◆ **Required task 1**: In the 1944 Michigan court opinion, on what sole ground does the concurring justice agree to reversal and a new trial?
◆ **Required task 2**: Carry the 1944 Michigan court opinion forward from the point where it stops.

**** Provided text

DocketNumber: Docket No. 33, Calendar No. 42,832.
Citation Numbers: 16 N.W.2d 696, 310 Mich. 145, 1944 Mich. LEXIS 400
Judges: Bowles, Starr, Butzel, Sharpe, Reid, North, Bushnell, Wiest, Boyles
Filed Date: 11/30/1944
Status: Precedential
Modified Date: 10/19/2024
Mr. Justice WIEST has written for reversal and a new trial. I concur in that result but on the sole ground that prejudicial error resulted from the admission of testimony which I think was clearly intended to disclose to the jury that plaintiff (or his wife) possessed substantial financial means. This testimony was prejudicial, pertained to collateral matters, and was not competent as bearing upon the issue of whether plaintiff was engaged in a gainful occupation or capable of being so engaged. While Mr. Justice WIEST indicates that such testimony was improper, he does not state that its admission constituted prejudicial error necessitating reversal. This testimony was elicited by defendant's cross-examination of plaintiff and its character is somewhat disclosed by the following portions of such cross-examination:
"Q. Now, what is your present address?

********
**** Material shown

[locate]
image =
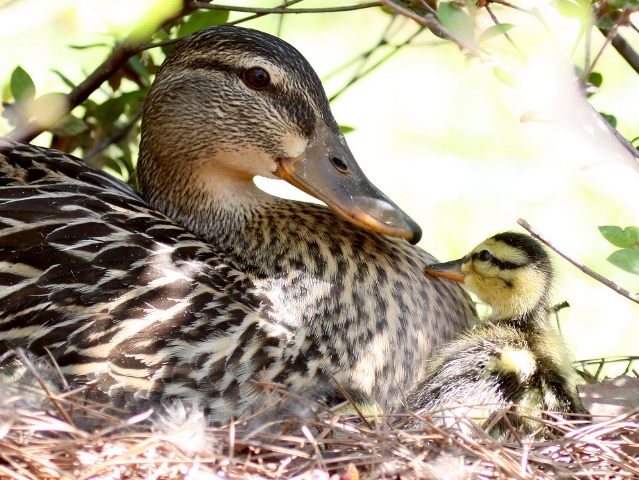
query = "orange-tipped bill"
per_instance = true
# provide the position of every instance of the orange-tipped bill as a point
(448, 270)
(327, 170)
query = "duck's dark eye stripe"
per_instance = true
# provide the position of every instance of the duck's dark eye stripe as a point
(208, 64)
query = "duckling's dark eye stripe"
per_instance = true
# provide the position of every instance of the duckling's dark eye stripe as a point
(501, 264)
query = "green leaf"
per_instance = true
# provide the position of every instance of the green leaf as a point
(22, 87)
(568, 9)
(64, 78)
(622, 238)
(595, 78)
(611, 119)
(70, 127)
(137, 67)
(456, 21)
(494, 31)
(202, 19)
(626, 259)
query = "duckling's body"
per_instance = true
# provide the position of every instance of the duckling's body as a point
(515, 356)
(209, 285)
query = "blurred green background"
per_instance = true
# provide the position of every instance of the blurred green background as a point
(462, 147)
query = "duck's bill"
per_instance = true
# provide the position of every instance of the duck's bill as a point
(448, 270)
(328, 172)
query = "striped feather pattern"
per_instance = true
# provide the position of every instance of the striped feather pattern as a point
(233, 287)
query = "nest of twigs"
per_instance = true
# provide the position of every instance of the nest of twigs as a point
(45, 436)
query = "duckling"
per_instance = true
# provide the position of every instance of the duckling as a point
(202, 287)
(515, 356)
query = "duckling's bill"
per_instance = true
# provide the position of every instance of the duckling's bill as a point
(449, 270)
(328, 171)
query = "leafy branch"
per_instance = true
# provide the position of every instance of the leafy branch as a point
(588, 271)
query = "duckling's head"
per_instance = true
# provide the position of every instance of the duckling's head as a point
(229, 104)
(510, 271)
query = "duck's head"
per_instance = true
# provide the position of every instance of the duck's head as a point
(229, 104)
(510, 271)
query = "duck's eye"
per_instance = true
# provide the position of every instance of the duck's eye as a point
(339, 164)
(484, 256)
(257, 78)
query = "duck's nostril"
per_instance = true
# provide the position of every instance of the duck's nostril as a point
(339, 164)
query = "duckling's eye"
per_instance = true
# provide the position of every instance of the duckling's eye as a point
(257, 78)
(485, 256)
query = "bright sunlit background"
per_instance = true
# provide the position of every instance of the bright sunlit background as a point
(461, 150)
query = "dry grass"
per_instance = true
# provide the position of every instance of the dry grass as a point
(46, 436)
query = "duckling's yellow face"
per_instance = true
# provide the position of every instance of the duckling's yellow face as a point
(510, 272)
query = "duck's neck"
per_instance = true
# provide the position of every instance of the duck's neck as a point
(228, 211)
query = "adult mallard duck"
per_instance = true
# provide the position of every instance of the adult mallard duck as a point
(203, 285)
(515, 356)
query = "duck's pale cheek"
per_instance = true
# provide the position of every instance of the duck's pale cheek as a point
(293, 145)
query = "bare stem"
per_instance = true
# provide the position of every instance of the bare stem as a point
(234, 8)
(624, 49)
(431, 22)
(600, 278)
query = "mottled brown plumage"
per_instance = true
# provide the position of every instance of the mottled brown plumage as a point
(515, 356)
(213, 285)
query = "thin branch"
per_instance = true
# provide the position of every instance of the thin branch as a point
(431, 22)
(624, 49)
(361, 74)
(118, 57)
(506, 34)
(265, 11)
(117, 135)
(600, 278)
(589, 68)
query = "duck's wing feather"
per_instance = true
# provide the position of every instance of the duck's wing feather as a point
(92, 274)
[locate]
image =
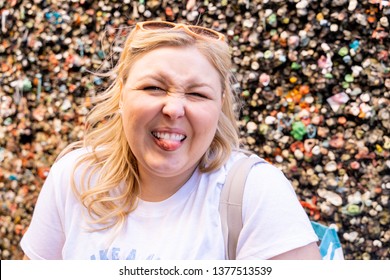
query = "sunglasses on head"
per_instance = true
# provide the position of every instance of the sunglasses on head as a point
(192, 29)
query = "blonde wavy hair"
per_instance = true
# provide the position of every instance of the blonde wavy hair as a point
(113, 194)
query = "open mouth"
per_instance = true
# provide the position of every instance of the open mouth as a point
(168, 141)
(169, 136)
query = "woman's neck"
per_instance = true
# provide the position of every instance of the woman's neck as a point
(157, 188)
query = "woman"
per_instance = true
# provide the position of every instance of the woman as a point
(146, 181)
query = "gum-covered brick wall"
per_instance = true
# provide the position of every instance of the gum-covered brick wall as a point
(314, 77)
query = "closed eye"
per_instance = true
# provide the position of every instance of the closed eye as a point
(153, 88)
(198, 95)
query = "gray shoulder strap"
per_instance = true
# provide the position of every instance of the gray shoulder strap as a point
(231, 203)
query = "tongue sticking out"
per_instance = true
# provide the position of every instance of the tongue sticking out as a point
(168, 145)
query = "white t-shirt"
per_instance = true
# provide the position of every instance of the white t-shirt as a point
(183, 227)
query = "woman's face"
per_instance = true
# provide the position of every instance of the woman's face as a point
(171, 103)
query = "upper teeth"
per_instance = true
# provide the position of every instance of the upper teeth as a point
(169, 136)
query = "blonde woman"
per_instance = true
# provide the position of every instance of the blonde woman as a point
(145, 182)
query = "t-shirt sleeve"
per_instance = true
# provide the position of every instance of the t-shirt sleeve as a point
(45, 236)
(274, 221)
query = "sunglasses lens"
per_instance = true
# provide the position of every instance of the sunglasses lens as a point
(204, 32)
(157, 25)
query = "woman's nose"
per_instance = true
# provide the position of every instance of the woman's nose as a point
(174, 106)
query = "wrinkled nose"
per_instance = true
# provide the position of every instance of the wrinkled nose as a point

********

◆ **Written reply 1**: Prejudicial error came from admitting testimony meant to show the jury that the plaintiff (or his wife) had substantial financial means.

◆ **Written reply 2**:
"A. 16189 Wildemere.
"Q. Do you own or rent that home?
"A. I own it."
The foregoing testimony was taken over the objections of plaintiff's counsel; and then again over the objection of plaintiff's counsel the following testimony was taken:
"Q. What was the price of that home?
"A. $6,800." *Page 155
The impropriety of permitting this testimony to go to the jury, as well as some of the other testimony of like character, is emphasized by the fact that the record discloses plaintiff prior to his disability had been an industrious man with substantial earnings, at times over $100 a week. The issue in this case was whether plaintiff was still suffering disability when defendant discontinued payments in April, 1942, and thereafter; but the transaction above referred to occurred about the middle of 1939. There was no showing that money used in this investment was obtained by plaintiff as the result of his earnings during the period of claimed disability.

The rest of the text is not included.